* Directions for this task:
Restate word for word the lines of the listing below, from its first line through the line with "[[661, 171], [322, 270]]", without the pictures.
☆ ☆ ☆ ☆ ☆ ☆ ☆
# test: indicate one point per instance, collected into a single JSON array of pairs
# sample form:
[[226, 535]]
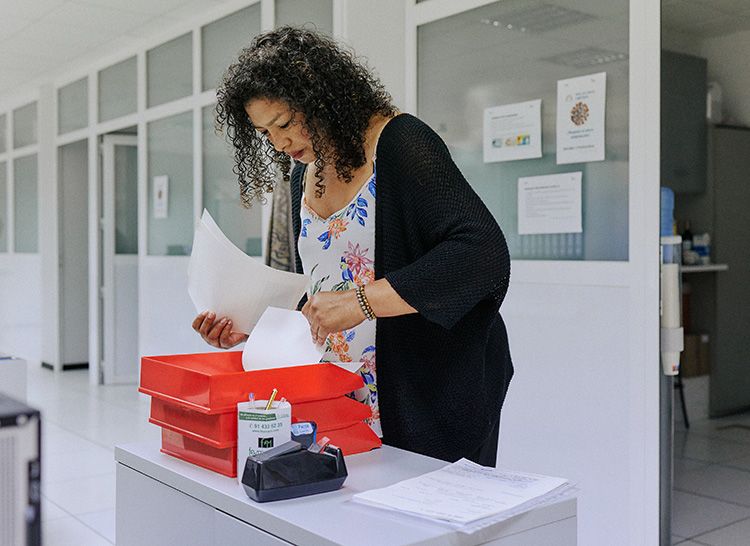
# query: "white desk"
[[163, 500]]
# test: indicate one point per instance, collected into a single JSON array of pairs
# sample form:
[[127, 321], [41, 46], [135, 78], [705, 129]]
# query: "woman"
[[405, 261]]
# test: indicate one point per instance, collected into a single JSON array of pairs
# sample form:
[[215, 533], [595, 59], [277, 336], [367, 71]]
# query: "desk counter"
[[163, 500]]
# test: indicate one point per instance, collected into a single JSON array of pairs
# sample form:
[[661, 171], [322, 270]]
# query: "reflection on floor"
[[82, 423], [711, 502]]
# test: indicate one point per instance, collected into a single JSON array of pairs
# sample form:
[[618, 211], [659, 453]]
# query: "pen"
[[274, 392]]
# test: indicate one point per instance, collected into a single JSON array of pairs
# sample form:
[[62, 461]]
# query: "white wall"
[[20, 306], [729, 64], [567, 412], [378, 35]]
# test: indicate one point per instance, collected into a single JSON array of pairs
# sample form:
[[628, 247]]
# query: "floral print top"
[[338, 253]]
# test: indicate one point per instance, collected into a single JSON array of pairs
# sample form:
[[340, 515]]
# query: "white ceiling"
[[40, 37]]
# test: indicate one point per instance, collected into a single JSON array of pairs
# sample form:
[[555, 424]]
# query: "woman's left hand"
[[330, 312]]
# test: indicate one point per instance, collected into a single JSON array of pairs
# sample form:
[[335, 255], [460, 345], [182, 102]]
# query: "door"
[[119, 260]]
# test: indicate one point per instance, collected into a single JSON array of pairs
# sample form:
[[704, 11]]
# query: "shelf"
[[710, 268]]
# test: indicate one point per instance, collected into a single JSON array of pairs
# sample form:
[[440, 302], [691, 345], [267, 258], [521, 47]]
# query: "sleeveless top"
[[338, 253]]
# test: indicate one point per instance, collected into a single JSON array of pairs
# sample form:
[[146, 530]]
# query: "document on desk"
[[466, 495], [225, 280]]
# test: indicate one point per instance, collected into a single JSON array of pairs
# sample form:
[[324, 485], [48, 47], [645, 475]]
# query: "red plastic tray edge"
[[192, 435], [182, 458]]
☆ ☆ ☆ ☆ ☆ ☆ ☆
* Solution for this task:
# test: indicate one point per instance, collected into a single JSON array of pairs
# sample form:
[[226, 535]]
# query: "white desk"
[[163, 500]]
# test: indicate one point per instance, collected into a single JSON array of pairs
# sample form:
[[127, 321], [41, 46], [135, 78], [705, 129]]
# query: "woman"
[[405, 261]]
# test: indicate one point per instance, collected into a single JSON array of pairs
# sample form:
[[215, 533], [595, 59], [277, 336], [367, 71]]
# query: "desk counter"
[[163, 500]]
# test: indicate one point per instance, collected into a single JSON array of pairs
# sample form:
[[661, 171], [322, 270]]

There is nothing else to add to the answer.